DO THIS
Reproduce the entries below, replacing every occurrence of "Isolate" with "Locate" and changing nothing else.

DATA SUPPLIED
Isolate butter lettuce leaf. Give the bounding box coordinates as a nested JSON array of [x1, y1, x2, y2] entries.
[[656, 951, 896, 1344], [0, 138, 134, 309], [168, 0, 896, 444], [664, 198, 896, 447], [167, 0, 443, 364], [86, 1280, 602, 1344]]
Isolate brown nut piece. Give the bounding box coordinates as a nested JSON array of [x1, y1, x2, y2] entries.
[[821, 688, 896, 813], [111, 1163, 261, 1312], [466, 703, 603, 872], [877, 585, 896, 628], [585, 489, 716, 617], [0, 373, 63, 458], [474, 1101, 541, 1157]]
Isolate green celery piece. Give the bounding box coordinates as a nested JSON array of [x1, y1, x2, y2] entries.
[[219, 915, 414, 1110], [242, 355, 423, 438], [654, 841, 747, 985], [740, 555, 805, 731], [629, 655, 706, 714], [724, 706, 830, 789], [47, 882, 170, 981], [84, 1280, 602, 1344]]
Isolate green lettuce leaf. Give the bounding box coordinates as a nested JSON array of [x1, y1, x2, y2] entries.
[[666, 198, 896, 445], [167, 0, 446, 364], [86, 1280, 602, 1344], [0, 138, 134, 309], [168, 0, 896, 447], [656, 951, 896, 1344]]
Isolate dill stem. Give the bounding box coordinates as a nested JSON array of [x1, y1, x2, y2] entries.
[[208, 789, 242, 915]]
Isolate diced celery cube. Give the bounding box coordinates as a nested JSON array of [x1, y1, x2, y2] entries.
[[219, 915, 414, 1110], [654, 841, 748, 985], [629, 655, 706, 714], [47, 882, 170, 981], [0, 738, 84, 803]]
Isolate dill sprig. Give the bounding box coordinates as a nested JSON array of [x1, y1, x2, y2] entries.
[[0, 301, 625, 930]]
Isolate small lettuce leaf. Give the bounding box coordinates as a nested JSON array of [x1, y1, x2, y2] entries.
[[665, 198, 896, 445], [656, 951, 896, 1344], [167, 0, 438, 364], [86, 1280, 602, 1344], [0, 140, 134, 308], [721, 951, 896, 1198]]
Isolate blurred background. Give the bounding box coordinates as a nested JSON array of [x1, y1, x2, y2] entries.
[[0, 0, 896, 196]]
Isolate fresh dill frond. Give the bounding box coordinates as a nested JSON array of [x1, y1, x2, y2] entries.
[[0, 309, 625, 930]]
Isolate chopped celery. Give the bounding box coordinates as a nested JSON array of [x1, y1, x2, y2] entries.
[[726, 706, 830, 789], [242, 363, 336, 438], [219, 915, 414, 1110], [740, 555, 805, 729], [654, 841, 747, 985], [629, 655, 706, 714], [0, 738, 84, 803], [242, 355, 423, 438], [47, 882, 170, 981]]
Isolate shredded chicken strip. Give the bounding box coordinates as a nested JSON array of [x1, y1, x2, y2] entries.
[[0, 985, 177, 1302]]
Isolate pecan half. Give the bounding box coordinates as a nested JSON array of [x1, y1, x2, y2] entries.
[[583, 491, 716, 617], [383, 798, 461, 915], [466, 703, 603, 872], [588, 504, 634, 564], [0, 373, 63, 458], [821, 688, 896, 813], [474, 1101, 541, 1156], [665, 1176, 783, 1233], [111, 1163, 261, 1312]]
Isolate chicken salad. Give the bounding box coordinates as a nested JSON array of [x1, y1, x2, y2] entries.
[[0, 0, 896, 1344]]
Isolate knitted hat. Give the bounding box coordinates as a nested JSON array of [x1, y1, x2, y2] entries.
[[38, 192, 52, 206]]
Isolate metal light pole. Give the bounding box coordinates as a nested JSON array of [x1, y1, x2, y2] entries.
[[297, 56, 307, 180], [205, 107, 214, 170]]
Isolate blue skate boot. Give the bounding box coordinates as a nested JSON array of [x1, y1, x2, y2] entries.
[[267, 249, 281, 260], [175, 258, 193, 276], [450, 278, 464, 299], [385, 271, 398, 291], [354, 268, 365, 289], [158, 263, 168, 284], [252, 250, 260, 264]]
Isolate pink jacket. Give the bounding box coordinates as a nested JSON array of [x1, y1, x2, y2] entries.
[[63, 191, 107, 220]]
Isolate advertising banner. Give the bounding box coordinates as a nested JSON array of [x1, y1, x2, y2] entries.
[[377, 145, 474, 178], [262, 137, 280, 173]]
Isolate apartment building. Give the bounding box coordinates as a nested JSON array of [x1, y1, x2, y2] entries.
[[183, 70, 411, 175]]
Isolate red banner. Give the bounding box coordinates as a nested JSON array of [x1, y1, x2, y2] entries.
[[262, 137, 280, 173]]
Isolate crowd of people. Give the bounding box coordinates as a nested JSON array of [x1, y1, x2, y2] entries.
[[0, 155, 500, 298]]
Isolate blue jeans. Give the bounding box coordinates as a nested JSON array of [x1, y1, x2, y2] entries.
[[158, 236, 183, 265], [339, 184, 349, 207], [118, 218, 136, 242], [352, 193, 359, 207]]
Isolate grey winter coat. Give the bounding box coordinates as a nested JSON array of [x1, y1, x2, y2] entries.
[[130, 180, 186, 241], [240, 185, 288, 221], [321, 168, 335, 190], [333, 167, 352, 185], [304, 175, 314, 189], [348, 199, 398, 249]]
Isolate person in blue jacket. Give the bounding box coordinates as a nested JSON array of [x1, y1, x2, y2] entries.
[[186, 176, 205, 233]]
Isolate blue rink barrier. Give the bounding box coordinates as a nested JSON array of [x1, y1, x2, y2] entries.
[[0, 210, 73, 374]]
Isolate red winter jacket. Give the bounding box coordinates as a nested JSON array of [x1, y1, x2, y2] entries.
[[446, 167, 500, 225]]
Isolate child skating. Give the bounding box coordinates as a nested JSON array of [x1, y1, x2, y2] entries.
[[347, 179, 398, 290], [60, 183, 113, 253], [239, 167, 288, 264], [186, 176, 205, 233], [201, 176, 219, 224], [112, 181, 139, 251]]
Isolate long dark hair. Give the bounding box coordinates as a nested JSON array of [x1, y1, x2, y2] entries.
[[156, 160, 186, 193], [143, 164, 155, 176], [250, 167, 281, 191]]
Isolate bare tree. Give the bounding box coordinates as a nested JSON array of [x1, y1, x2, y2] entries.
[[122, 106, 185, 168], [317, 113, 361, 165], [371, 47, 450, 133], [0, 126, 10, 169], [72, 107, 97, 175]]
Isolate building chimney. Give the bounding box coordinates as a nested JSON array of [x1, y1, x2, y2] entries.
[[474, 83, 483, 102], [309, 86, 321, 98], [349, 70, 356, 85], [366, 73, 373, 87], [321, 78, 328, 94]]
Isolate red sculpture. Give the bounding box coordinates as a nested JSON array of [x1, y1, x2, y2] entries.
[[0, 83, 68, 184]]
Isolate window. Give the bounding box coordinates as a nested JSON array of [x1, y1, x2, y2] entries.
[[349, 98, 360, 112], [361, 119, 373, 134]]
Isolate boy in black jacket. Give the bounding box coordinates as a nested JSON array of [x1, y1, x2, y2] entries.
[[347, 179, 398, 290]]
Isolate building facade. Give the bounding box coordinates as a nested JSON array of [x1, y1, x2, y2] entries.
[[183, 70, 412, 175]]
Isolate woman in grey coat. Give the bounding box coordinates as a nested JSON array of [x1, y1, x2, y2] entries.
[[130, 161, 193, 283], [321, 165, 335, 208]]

COMPLETE ANSWER
Locate butter lettuce leaf. Give the bounding box coordinates as a nested JSON array of [x1, y1, x2, y2] entries.
[[656, 951, 896, 1344], [0, 138, 134, 309], [168, 0, 896, 444], [664, 198, 896, 447], [167, 0, 443, 364], [86, 1280, 602, 1344]]
Locate brown nut piece. Give the bounding box coordinates as a nested JSON array of [x1, y1, x2, y2] entries.
[[821, 688, 896, 813], [111, 1163, 261, 1312], [466, 703, 603, 872], [877, 585, 896, 628], [585, 489, 716, 617], [0, 373, 63, 458], [474, 1101, 541, 1157]]
Locate green celery piece. Give the bounding box coordinates as a nested JSON array of [x1, y1, x2, y2] entries.
[[219, 915, 414, 1110], [242, 355, 423, 438], [654, 841, 747, 985], [740, 555, 805, 731], [629, 655, 706, 714], [724, 706, 830, 789], [47, 882, 170, 981], [84, 1280, 602, 1344]]
Locate green lettuce leaf. Give the bounding box coordinates as a nested JSON array of [x1, y1, x2, y2] entries.
[[666, 198, 896, 445], [167, 0, 446, 364], [86, 1280, 602, 1344], [0, 138, 134, 309], [168, 0, 896, 447], [656, 951, 896, 1344]]
Locate dill stem. Give the bounding box coordinates as a nested JSON array of [x1, y1, x2, y2] entries.
[[208, 789, 242, 915]]
Locate diced celery cube. Give the bounding box coordinates as a nested JSON array of [x1, y1, x2, y2] entries.
[[219, 915, 414, 1110], [654, 841, 748, 985], [629, 655, 706, 714], [47, 882, 170, 981], [0, 738, 84, 803]]
Locate dill sprig. Give the bounding box coordinates as a nested JSON array of [x1, y1, x2, y2] entries.
[[0, 301, 625, 930]]
Locate small lettuce leaf. Give the bounding box coordinates as a nested JSON array of [x1, y1, x2, y2] entries.
[[665, 198, 896, 445], [656, 951, 896, 1344], [167, 0, 438, 364], [86, 1280, 602, 1344], [0, 140, 134, 308], [721, 951, 896, 1198]]
Locate blurred background. Give the bounding box coordinates as a nested JSON array of [x1, y1, x2, y2] entries.
[[0, 0, 896, 196]]
Locate fresh dill frond. Give the bounding box coordinates as a nested JSON array of [x1, y1, x2, y2] entries.
[[0, 309, 625, 930]]
Locate chopped celery. Give the bounding box coordinates as a nested JSON array of [x1, y1, x2, y2] entries.
[[726, 706, 830, 789], [242, 363, 336, 438], [219, 915, 414, 1110], [740, 555, 805, 729], [654, 841, 747, 985], [629, 655, 706, 714], [0, 738, 84, 803], [242, 355, 423, 438], [47, 882, 170, 981]]
Locate shredded chicken strip. Give the bounding box coordinates as a nested JSON array of [x1, y1, x2, y2] entries.
[[0, 985, 177, 1302]]
Locate pecan half. Give the bounding box coordinates as a nested JSON array of [x1, y1, x2, y2] entries.
[[583, 491, 716, 617], [383, 798, 461, 915], [466, 703, 603, 872], [588, 504, 634, 564], [0, 373, 63, 458], [821, 688, 896, 813], [474, 1101, 541, 1156], [665, 1176, 783, 1233], [111, 1163, 261, 1312]]
Locate chicken salad. Give the bounding box coordinates as a nested JSON array of [x1, y1, x2, y2] entries.
[[0, 0, 896, 1344]]
Locate knitted hat. Give the bounding box coordinates as a nested JSON array of [x1, y1, x2, y2] entries.
[[38, 192, 52, 206]]
Locate metal light pole. Give the bounding box coordinates as a nested JSON array of [x1, y1, x2, y2] entries.
[[297, 56, 307, 180], [205, 107, 214, 170]]
Locate blue skate boot. Give the bounding box coordinates as a nested JSON array of [x1, y1, x2, y2] entries.
[[267, 249, 281, 260], [175, 258, 193, 276], [450, 278, 464, 299], [385, 271, 398, 291], [354, 268, 365, 289], [158, 263, 168, 284], [252, 250, 260, 264]]
Locate pink jacket. Give the bounding box coordinates as a nested JSON array of [x1, y1, x2, y2] entries.
[[63, 191, 107, 220]]
Locate advertising banner. Give the bounding box coordinates as a nested JSON array of [x1, y1, x2, y2] entries.
[[377, 145, 474, 178], [262, 137, 280, 173]]
Locate apartment building. Give the bounding box coordinates as a nested JSON array of [x1, y1, x2, y2] entries.
[[183, 70, 411, 175]]
Locate red banner. Give the bounding box coordinates as a nested JSON array of [x1, y1, x2, y2] entries.
[[262, 137, 280, 173]]
Locate crowd of people. Give the bounding box coordinates as a nested JSON array of [x1, y1, x2, y2] entries.
[[0, 155, 500, 298]]
Locate blue jeans. Give the bounding box coordinates as a nested JSON array of [x1, y1, x2, y2] entries.
[[158, 236, 183, 265], [339, 184, 349, 207], [118, 218, 136, 242], [352, 193, 359, 207]]
Locate grey winter coat. Give the bounding box coordinates as a nested JSON array of [x1, y1, x2, y2] entries.
[[130, 180, 186, 241], [240, 185, 288, 221], [321, 168, 335, 190], [333, 167, 352, 185], [304, 175, 314, 189], [348, 199, 398, 249]]
Locate person in blue jacket. Give the bounding box coordinates as a nested JSON array of [x1, y1, x2, y2] entries.
[[186, 176, 205, 233]]
Locate blue rink barrier. Give the bounding box coordinates as a nested JSON array of [x1, y1, x2, y2] entries.
[[0, 210, 73, 374]]
Locate red winter jacket. Give the bounding box coordinates as a nested JSON array of [x1, y1, x2, y2] entries.
[[446, 167, 500, 225]]
Locate child skating. Give the bounding box coordinates as a nested JSON array of [x1, y1, x2, y2] entries.
[[347, 179, 398, 290], [60, 183, 113, 253], [239, 167, 288, 264], [186, 176, 205, 233], [201, 176, 219, 224], [112, 181, 139, 251]]
Locate long dark hair. Give the bounding box coordinates as a nested JSON array of [x1, y1, x2, y2] entries.
[[156, 160, 186, 193], [143, 164, 155, 176], [250, 167, 281, 191]]
Locate bare tree. Give the bounding box coordinates as a nested JSON array of [x1, y1, x2, y2] entries.
[[122, 106, 185, 168], [317, 113, 361, 165], [371, 47, 450, 133], [0, 126, 10, 169], [72, 107, 97, 175]]
Locate building chimney. Give the bounding box coordinates as a nested JSON array of [x1, y1, x2, y2] entries.
[[474, 83, 483, 102], [309, 86, 321, 98], [349, 70, 356, 85], [366, 73, 373, 87], [321, 78, 328, 94]]
Locate red sculpture. Give the bounding box coordinates as a nested JSON array of [x1, y1, x2, y2] entries.
[[0, 83, 68, 184]]
Locate window. Give the bounding box coordinates as a nested JSON array of [x1, y1, x2, y2] entries.
[[349, 98, 360, 112], [361, 119, 373, 134]]
Locate boy in black jacket. Give the bounding box coordinates as a nested JSON array of [x1, y1, x2, y2] entries.
[[347, 179, 398, 290]]
Locate building facade. Give the bounding box coordinates as a nested JSON array of [x1, y1, x2, y2] entries.
[[183, 70, 412, 175]]
Locate woman in grey coat. Give the bounding box coordinates as a nested JSON array of [x1, y1, x2, y2] entries.
[[130, 161, 193, 283], [321, 165, 335, 208]]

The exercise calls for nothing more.